##### Kaynak metin #####
الَّذ۪ينَ  cemi müzekker has ism-i mevsûlu,  إِنَّ ’nin ismi olarak mahallen mansubtur. İsm-i mevsûlun sılası  اخْتَلَفُوا’dur. Îrabtan mahalli yoktur.  اخْتَلَفُوا  damme üzere mebni mazi fiildir. Zamir olan çoğul  و ’ı fail olup mahallen merfûdur.

ف۪يهِ  car mecruru  اخْتَلَفُوا  fiiline  müteallıktır.  لَ  harfi  اِنَّ ’nin haberinin başına gelen lam-ı muzahlakadır.

ف۪ي شَكٍّ  car mecruru  إِنَّ ’nin mahzuf haberine müteallıktır.  مِنْهُ  car mecruru  شَكٍّ’in mahzuf sıfatına müteallıktır. 

 

مَا لَهُمْ بِه۪ مِنْ عِلْمٍ اِلَّا اتِّبَاعَ الظَّنِّۚ وَمَا قَتَلُوهُ يَق۪يناًۙ


مَا  nefy harfi olup olumsuzluk manasındadır.  لَهُمْ  car mecruru mahzuf mukaddem habere müteallıktır.
##### Kayıtlı veriler #####
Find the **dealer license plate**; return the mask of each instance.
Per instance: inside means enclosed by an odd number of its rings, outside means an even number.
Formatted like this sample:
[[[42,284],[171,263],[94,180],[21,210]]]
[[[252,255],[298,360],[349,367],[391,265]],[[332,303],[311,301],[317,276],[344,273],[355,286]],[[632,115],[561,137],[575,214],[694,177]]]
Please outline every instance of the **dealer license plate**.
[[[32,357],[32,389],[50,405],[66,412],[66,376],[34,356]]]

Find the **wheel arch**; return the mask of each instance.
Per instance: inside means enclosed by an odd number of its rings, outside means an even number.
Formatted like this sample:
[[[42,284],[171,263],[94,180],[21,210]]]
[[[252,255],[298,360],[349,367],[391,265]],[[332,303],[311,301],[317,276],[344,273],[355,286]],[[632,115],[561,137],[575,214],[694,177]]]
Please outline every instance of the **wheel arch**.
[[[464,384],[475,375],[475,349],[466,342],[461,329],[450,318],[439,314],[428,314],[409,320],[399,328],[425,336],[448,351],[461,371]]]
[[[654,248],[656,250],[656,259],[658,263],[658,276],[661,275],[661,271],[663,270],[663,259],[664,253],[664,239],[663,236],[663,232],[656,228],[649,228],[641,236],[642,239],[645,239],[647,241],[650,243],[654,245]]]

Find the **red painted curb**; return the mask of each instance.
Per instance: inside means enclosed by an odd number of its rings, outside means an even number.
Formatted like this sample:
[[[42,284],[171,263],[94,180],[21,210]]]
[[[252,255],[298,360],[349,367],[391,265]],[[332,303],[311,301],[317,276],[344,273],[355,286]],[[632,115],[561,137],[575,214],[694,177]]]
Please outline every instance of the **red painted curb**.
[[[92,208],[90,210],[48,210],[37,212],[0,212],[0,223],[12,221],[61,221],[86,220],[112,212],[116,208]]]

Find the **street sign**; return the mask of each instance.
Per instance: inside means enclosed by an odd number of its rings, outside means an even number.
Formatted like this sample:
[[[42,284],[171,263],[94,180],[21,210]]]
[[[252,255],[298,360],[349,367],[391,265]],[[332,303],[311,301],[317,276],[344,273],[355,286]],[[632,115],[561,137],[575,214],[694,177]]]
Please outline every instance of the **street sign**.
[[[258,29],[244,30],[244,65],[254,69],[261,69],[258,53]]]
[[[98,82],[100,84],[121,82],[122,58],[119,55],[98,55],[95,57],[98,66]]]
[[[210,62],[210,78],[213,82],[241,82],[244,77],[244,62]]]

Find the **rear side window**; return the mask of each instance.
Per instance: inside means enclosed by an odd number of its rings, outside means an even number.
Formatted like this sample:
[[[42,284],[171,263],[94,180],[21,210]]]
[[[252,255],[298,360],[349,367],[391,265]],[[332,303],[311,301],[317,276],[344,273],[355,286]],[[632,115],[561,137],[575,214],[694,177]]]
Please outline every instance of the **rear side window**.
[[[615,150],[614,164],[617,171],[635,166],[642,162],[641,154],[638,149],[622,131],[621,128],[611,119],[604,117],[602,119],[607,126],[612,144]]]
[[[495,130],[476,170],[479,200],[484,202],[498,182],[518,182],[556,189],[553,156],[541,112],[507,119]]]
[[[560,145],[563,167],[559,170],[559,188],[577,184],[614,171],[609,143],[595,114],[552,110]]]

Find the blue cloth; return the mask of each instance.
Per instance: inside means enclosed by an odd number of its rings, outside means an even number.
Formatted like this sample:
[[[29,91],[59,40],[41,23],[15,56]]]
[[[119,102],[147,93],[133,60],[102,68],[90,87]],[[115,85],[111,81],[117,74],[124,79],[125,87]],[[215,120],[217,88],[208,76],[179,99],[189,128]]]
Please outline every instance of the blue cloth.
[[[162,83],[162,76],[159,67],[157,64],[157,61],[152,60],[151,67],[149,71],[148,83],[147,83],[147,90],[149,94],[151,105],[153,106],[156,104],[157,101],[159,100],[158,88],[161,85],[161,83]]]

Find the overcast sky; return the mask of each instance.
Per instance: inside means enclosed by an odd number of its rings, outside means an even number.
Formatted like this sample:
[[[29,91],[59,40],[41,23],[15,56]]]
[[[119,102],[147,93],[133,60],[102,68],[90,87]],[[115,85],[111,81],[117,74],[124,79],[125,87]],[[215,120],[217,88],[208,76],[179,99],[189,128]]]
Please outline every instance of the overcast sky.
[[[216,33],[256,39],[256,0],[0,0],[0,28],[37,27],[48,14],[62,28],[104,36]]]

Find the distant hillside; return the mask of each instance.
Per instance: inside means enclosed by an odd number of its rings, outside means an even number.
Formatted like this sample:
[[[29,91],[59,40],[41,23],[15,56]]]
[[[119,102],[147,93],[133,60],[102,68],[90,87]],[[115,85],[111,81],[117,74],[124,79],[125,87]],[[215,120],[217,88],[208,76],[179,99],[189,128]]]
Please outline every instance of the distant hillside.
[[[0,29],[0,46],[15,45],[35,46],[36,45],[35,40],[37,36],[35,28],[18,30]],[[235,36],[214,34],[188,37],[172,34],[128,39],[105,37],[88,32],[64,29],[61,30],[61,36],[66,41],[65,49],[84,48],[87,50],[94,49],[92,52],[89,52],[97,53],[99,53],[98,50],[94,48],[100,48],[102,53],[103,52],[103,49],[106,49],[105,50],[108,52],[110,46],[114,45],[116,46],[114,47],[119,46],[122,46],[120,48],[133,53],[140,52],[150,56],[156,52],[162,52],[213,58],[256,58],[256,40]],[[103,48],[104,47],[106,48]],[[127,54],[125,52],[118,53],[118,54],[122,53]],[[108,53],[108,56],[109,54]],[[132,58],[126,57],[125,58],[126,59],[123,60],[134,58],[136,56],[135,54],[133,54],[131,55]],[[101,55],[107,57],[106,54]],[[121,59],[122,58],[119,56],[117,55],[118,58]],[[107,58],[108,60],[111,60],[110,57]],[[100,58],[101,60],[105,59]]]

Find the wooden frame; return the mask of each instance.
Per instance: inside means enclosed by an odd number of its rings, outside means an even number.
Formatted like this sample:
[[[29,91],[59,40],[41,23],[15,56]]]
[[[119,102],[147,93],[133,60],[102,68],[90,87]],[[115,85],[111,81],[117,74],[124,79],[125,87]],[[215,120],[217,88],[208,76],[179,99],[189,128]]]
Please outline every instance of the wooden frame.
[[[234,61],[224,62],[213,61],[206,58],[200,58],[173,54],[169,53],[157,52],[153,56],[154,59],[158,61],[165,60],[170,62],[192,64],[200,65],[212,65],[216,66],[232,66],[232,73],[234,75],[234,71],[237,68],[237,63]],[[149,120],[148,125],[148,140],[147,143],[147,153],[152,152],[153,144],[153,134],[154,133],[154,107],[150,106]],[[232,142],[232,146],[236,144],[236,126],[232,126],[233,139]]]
#####
#### İstenen iş
Arapça ifadelerin irab tahlilini, son cümleden sonra gelecek şekilde sürdürün. Girdiler başka bir kaynaktan alınmıştır.

#### Görevin yanıtı
بِه۪  car mecruru  عِلْمٍ  kelimesinin mahzuf haline müteallıktır.  مِنْ  zaiddir.  عِلْمٍ  lafzen mecrur, muahhar mübteda olarak mahallen merfûdur. 

اِلَّا  istisna edatıdır.  اتِّبَاعَ  istisna-i munkatı’ olup fetha ile mansubtur.  الظَّنّ  muzâfun ileyh olup kesra ile mecrurdur.

وَ  atıf harfidir.  مَا  nefy harfi olup olumsuzluk manasındadır.  قَتَلُوهُ  damme üzere mebni mazi fiildir. Zamir olan çoğul  و ’ı fail olup mahallen merfûdur. Muttasıl zamir هُ  mef’ûlun bih olarak mahallen mansubtur.

يَق۪ينًا  mef’ûlu mutlaktan naibtir. Takdiri,  ما قتلوه قتلا يقينا (Kesin bir ölümle öldürmediler.) şeklindedir.  يَق۪ينًا  kelimesi sıfat-ı müşebbehedir.
 

وَقَوْلِهِمْ اِنَّا قَتَلْنَا الْمَس۪يحَ ع۪يسَى ابْنَ مَرْيَمَ رَسُولَ اللّٰهِۚ 

 

وَ  atıftır.  قَوْلِهِمْ  önceki ayetteki mecrura matuftur. Atıf sebebi temasüldür.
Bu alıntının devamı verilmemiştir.